*Objective*. Rescale the part of the listing below that starts with the line containing "Mark the paved asphalt road." and goes on through the line containing "xmin=725 ymin=256 xmax=736 ymax=306". Reproduce every line in that stretch, multiplying each bounding-box coordinate by 0.2 and rounding to whole numbers with halves rounded up, and give only those lines.

*Information provided*.
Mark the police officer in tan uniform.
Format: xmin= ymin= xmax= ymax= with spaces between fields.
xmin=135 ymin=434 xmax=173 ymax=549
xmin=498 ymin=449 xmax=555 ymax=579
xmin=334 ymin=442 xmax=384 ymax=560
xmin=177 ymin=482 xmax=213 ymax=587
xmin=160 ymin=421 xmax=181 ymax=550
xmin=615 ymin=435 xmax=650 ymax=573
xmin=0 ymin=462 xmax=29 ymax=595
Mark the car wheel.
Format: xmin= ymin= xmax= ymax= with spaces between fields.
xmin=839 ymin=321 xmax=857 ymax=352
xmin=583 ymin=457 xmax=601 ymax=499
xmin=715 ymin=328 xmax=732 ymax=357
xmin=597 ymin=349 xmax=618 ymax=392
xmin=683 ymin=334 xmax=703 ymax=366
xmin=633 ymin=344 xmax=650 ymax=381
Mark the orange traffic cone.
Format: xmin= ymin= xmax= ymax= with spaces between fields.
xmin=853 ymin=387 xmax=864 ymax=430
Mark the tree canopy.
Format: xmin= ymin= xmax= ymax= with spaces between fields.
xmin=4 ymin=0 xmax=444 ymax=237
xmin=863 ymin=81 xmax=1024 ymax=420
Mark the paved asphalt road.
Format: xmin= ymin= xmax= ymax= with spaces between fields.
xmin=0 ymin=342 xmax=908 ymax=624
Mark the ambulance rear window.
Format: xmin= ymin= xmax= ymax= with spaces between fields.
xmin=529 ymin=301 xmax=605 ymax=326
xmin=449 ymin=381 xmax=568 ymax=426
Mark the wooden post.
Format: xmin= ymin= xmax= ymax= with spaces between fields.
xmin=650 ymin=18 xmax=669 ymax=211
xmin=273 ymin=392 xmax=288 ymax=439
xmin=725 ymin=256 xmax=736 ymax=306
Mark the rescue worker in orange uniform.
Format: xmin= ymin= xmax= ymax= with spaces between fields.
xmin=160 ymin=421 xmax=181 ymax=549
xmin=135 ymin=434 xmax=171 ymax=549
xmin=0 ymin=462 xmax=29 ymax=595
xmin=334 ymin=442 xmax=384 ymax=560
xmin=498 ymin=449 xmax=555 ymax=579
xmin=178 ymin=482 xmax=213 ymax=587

*Problem solution*.
Mark the paved asphalt road.
Format: xmin= ymin= xmax= ymax= with spaces between fields.
xmin=0 ymin=68 xmax=182 ymax=125
Mark the ambulance rear window.
Format: xmin= ymin= xmax= ymax= with spaces between fields.
xmin=106 ymin=60 xmax=121 ymax=65
xmin=90 ymin=76 xmax=114 ymax=85
Mark the wooden post.
Format: xmin= ymin= xmax= ymax= with spaces between fields.
xmin=130 ymin=4 xmax=134 ymax=42
xmin=55 ymin=78 xmax=58 ymax=88
xmin=145 ymin=51 xmax=147 ymax=61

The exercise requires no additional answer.